BRIEF = Copy out the line containing "point_to MUST indicate the utility" and each line after it, through the last one in the material, exactly as written.

─── DATA LINES

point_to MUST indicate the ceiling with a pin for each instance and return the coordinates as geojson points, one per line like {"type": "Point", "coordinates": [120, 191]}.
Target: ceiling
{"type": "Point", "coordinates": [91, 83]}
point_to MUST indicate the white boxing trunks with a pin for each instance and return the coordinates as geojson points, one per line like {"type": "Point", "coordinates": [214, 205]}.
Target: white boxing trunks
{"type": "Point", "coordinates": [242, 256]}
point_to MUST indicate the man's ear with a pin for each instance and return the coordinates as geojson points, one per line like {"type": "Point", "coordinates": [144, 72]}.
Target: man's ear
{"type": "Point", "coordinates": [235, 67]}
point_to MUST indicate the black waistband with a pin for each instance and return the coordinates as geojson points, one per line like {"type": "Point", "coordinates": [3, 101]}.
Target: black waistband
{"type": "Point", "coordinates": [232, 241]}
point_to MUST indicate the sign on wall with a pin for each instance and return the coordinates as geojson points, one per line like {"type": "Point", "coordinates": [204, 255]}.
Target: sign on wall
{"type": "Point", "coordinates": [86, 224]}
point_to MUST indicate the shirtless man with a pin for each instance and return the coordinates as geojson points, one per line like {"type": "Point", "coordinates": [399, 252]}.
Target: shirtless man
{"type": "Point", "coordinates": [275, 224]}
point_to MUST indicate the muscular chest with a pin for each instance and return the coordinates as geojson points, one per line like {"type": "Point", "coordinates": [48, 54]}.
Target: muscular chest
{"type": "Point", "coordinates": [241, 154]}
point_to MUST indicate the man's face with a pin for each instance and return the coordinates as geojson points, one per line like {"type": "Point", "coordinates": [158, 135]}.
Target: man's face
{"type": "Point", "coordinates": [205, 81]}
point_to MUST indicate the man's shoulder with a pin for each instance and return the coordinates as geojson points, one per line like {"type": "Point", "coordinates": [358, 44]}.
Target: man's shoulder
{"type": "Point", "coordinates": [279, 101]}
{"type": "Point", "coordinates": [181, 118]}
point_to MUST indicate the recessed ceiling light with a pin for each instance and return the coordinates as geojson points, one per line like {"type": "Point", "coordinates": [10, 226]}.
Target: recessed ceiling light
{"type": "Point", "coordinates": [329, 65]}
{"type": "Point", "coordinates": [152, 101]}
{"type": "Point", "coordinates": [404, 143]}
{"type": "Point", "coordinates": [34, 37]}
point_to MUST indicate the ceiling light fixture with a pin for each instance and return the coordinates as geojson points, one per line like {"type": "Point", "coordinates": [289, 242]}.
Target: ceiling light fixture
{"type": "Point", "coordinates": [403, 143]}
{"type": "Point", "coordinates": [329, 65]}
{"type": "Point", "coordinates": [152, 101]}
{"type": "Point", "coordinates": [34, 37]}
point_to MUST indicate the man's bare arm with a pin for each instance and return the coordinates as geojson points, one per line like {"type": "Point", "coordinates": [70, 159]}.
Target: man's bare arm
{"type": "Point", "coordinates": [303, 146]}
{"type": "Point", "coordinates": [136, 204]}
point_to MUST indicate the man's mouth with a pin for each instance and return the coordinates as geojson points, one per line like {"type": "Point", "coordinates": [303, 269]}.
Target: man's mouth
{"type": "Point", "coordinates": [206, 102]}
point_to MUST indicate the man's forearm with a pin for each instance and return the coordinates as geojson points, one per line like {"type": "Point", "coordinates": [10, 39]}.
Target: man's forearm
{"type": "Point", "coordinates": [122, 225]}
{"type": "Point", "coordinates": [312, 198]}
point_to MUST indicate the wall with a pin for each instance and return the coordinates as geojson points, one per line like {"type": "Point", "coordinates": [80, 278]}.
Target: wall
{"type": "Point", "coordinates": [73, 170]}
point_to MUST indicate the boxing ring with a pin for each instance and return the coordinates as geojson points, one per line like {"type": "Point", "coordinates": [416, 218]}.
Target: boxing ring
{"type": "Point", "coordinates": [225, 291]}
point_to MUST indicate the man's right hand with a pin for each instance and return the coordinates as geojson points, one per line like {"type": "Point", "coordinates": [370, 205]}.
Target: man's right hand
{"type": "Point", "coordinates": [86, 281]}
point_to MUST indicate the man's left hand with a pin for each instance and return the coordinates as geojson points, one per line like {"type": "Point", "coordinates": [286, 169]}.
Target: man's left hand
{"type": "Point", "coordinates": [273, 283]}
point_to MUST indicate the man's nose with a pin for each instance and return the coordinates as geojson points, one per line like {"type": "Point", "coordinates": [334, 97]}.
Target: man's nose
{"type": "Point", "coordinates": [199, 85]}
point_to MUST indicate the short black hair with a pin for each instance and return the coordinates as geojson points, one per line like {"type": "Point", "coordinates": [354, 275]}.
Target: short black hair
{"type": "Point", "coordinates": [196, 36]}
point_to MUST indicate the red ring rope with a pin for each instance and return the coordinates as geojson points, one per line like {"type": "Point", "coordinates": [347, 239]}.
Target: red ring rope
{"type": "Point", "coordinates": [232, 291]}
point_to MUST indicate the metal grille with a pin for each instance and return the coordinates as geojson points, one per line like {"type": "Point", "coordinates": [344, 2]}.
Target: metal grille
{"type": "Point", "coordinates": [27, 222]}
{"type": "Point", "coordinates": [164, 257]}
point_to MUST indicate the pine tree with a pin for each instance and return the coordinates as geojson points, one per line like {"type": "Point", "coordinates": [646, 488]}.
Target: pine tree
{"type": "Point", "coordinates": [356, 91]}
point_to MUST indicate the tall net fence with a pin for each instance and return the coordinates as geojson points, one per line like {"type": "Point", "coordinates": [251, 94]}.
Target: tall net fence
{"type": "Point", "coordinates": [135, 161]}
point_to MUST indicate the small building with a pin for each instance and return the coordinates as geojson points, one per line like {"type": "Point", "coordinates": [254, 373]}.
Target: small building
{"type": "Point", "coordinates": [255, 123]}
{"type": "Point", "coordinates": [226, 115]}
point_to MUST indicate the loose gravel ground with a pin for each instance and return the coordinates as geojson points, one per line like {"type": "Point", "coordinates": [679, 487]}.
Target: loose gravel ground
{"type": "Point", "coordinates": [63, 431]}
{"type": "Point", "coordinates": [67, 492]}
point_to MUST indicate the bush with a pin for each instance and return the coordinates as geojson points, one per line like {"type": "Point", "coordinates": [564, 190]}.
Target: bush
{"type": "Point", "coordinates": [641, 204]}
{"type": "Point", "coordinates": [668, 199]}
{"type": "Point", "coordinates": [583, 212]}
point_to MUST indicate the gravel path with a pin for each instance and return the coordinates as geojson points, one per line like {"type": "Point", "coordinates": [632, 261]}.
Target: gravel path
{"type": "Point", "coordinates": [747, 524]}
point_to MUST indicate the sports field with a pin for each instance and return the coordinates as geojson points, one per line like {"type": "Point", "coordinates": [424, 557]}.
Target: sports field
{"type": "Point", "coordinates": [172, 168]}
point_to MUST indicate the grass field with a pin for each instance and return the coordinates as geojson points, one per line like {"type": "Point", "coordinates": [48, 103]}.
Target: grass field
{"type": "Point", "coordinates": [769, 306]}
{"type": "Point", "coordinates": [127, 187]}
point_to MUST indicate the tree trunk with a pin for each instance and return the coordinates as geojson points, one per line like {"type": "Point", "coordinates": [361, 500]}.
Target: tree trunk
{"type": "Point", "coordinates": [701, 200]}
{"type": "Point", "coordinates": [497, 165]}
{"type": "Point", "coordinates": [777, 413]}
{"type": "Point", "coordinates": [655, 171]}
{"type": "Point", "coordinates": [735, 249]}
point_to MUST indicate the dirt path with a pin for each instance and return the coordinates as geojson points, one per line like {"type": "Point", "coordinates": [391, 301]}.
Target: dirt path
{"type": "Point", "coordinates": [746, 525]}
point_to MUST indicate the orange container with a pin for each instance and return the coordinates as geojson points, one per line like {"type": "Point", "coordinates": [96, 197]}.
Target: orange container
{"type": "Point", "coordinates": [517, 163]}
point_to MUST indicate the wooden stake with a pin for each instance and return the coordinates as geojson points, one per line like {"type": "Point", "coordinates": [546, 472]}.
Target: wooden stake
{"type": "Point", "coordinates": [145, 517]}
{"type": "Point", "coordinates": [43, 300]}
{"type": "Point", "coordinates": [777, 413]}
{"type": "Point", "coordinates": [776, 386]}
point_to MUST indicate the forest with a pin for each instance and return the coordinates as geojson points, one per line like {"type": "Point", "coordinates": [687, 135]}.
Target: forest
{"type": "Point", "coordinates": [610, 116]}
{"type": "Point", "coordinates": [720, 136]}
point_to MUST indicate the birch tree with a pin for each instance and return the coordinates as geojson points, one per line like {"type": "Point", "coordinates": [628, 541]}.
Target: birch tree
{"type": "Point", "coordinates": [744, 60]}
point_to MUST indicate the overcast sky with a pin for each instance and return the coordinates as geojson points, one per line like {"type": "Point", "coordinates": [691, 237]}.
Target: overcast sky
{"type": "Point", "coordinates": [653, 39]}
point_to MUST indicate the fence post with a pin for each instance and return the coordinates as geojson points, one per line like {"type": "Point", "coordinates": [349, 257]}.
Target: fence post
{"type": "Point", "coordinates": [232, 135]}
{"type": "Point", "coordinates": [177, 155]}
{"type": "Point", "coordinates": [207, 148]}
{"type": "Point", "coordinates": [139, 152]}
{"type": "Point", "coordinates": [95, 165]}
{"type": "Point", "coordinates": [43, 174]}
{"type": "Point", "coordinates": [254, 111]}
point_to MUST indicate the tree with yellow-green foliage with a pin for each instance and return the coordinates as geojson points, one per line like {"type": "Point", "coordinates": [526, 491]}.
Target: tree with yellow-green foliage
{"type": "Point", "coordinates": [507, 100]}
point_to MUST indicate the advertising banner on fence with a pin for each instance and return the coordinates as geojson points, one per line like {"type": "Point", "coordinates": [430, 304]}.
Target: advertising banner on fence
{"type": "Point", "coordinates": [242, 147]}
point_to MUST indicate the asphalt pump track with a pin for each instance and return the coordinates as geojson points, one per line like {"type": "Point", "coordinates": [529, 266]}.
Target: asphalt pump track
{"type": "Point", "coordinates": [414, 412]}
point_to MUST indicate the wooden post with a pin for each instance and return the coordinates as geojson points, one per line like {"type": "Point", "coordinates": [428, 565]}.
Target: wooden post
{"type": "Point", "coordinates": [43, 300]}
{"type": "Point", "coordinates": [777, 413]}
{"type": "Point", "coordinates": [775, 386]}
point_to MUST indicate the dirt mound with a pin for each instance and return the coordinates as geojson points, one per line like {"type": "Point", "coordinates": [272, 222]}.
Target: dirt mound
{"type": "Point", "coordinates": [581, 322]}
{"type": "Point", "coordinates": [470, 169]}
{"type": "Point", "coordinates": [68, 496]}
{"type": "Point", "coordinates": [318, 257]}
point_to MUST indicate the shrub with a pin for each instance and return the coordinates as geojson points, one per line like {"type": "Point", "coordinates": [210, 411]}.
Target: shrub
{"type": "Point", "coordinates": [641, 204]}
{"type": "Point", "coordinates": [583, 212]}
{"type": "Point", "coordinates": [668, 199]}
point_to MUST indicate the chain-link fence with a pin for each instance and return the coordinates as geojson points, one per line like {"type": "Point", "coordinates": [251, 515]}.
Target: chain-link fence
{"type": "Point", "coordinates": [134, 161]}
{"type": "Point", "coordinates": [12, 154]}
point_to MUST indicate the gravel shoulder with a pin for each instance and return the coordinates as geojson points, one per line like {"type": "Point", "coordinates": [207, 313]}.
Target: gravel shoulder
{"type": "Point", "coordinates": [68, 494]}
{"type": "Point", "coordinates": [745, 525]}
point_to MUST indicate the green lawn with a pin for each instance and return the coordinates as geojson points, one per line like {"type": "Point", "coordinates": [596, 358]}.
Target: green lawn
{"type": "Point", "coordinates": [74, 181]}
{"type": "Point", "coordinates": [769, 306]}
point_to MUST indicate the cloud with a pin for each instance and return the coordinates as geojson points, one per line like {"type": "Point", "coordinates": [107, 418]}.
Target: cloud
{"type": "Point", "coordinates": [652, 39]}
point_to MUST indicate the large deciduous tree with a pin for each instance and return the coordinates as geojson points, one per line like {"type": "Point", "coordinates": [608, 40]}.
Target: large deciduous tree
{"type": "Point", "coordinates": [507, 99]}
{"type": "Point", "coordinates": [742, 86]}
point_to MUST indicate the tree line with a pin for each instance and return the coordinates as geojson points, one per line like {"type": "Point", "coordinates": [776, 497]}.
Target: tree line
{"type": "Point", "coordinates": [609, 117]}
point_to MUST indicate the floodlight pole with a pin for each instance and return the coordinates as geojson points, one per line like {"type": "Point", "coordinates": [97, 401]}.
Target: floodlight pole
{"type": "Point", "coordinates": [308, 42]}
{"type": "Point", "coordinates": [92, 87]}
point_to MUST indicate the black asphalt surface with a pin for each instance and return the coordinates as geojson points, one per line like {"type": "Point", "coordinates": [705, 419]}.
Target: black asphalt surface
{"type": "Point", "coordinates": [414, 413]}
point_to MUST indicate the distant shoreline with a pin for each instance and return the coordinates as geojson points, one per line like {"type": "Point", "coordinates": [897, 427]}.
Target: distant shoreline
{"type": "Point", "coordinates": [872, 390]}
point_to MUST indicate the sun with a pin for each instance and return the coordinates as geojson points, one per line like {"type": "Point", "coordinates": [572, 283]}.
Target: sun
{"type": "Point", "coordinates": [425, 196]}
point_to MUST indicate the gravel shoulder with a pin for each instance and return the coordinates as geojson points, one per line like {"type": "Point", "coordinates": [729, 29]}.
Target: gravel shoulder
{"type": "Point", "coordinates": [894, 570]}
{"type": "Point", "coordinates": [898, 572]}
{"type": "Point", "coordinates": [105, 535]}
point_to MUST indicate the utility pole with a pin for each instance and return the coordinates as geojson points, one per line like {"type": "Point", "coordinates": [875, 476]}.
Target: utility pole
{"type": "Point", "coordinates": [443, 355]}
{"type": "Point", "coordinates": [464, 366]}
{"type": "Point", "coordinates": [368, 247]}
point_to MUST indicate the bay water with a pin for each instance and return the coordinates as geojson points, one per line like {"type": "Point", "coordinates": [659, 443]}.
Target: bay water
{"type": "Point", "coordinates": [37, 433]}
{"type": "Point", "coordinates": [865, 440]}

──────

EXERCISE SOLUTION =
point_to MUST indicate the utility pole with a pin for each instance and return the coordinates as geojson points, one per line like {"type": "Point", "coordinates": [875, 476]}.
Target: utility pole
{"type": "Point", "coordinates": [443, 355]}
{"type": "Point", "coordinates": [464, 366]}
{"type": "Point", "coordinates": [368, 247]}
point_to MUST indicate the bay water with a pin for each instance and return the coordinates as geojson points, one per line like {"type": "Point", "coordinates": [659, 443]}.
Target: bay water
{"type": "Point", "coordinates": [37, 433]}
{"type": "Point", "coordinates": [865, 440]}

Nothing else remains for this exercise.